#### Task goal:
Repeat word for word the lines of the material starting with the line that contains "315, row 239." and continuing through the line that contains "column 538, row 196", with both of those lines included.

#### Point annotation records:
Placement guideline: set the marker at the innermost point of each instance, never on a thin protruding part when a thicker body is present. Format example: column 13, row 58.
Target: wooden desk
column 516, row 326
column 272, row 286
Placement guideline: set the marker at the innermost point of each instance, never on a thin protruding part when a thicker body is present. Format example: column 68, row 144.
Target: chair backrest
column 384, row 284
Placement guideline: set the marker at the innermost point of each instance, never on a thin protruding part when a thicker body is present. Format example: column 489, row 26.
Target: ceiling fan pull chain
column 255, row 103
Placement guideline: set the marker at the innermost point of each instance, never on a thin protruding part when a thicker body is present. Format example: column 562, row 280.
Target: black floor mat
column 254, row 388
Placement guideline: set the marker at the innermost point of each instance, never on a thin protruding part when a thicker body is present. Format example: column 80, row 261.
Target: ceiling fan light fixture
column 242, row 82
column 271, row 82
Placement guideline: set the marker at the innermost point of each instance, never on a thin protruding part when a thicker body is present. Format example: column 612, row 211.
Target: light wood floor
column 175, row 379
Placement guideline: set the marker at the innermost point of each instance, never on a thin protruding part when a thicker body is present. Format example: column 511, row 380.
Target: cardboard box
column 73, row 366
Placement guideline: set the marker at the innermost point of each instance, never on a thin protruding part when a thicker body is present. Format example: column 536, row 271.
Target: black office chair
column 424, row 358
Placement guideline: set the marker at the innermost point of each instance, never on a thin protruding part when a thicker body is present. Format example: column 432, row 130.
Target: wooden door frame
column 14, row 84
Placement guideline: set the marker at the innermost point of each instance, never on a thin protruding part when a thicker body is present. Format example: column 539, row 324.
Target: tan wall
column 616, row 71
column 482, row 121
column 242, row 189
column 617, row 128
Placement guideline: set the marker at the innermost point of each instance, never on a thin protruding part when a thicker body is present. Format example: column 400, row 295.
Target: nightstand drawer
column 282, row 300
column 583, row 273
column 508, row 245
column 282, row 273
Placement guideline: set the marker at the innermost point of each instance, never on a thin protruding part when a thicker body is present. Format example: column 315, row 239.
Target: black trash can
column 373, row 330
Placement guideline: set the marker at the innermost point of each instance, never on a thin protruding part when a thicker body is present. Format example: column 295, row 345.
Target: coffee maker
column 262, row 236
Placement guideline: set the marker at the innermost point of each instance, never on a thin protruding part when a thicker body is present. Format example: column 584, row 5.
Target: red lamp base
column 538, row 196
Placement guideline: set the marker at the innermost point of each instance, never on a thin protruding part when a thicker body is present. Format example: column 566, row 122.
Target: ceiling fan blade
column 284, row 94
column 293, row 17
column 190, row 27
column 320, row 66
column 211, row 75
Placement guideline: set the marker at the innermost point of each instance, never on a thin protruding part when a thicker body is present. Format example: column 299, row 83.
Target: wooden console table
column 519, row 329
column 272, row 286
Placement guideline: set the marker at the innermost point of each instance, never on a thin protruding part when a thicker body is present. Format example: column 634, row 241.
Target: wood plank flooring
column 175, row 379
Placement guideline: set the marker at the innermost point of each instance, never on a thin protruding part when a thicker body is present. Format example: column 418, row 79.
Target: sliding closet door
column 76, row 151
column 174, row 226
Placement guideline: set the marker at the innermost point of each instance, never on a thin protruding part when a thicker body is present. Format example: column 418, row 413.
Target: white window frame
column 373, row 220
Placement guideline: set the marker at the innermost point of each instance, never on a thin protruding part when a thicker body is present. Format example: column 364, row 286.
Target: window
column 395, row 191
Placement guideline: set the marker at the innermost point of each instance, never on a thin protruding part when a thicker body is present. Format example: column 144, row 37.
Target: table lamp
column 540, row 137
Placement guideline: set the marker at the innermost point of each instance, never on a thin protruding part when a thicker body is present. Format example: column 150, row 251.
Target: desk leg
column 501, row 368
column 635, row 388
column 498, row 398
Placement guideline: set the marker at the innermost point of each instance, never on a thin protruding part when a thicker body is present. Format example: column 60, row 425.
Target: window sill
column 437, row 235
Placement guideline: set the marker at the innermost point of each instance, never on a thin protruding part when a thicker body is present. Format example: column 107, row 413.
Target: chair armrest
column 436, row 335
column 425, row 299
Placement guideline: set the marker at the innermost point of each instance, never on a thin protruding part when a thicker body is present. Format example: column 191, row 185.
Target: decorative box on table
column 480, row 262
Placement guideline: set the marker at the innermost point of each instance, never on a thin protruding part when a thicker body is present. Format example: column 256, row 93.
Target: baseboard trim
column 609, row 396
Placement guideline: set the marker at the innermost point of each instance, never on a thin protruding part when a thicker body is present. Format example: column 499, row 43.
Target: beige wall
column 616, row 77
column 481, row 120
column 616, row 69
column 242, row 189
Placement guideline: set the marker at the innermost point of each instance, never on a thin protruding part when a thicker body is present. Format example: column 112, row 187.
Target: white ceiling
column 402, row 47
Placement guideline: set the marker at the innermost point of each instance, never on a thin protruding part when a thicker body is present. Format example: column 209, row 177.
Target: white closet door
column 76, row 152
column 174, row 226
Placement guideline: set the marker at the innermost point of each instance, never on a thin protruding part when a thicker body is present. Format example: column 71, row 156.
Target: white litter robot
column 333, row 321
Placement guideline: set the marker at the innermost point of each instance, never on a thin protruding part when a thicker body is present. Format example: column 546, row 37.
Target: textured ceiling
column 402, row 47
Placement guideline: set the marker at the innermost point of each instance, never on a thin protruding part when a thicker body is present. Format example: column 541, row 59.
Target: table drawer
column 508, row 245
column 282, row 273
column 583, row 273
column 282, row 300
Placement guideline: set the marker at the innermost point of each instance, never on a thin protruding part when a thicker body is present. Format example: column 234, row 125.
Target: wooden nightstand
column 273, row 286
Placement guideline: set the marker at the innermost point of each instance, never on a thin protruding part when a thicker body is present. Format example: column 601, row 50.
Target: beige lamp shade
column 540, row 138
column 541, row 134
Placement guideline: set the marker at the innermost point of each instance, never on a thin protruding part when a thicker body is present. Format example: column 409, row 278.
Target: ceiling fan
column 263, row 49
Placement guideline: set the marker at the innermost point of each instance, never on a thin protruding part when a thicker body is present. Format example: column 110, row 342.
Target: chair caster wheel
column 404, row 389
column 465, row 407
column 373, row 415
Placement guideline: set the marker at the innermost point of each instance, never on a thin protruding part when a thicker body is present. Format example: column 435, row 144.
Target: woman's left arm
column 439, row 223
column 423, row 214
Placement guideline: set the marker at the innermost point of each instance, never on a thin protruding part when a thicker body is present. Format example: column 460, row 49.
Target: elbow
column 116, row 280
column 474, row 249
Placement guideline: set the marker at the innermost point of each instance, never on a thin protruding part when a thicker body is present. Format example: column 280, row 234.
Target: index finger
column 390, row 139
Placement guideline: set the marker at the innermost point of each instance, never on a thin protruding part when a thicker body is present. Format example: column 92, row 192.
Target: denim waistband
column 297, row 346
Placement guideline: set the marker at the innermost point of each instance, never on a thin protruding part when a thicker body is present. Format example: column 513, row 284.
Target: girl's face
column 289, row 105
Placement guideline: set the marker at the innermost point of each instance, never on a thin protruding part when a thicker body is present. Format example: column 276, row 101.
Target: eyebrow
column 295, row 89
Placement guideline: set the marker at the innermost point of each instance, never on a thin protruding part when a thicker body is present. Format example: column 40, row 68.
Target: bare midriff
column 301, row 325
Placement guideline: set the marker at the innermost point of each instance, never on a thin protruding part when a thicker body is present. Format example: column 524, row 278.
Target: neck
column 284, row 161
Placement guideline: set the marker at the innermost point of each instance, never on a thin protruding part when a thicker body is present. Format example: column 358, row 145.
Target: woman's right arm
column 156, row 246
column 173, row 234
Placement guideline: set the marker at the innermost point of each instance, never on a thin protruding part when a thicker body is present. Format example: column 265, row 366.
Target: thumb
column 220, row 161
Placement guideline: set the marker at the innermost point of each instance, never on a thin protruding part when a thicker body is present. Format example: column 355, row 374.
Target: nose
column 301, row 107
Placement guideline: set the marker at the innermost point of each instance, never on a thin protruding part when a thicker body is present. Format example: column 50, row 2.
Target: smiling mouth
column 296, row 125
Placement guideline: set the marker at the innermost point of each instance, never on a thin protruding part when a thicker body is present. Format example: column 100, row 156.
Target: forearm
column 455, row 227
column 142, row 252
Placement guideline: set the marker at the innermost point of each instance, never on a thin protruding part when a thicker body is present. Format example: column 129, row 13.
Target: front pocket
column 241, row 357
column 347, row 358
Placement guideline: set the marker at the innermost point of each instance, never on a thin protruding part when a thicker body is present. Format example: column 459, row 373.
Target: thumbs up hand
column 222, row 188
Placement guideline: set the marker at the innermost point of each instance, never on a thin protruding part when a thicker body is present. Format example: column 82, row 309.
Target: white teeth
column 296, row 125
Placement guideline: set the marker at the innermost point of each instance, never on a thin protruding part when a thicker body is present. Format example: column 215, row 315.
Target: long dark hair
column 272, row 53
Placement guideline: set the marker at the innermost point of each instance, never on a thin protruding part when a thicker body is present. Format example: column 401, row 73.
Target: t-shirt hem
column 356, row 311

#### Answer below:
Placement guideline: set the marker at the innermost point of each instance, never on a thin protruding part when a thicker body is present. Format example: column 315, row 239.
Target: black trash can
column 373, row 330
Placement guideline: set the marker at the innermost point of each instance, never on a thin protruding part when a thicker body is present. Format example: column 295, row 345.
Target: coffee maker
column 262, row 236
Placement guideline: set the marker at the innermost point of each instance, never on a thin protruding part when a thicker body is present. Format example: column 584, row 5.
Target: red lamp base
column 538, row 196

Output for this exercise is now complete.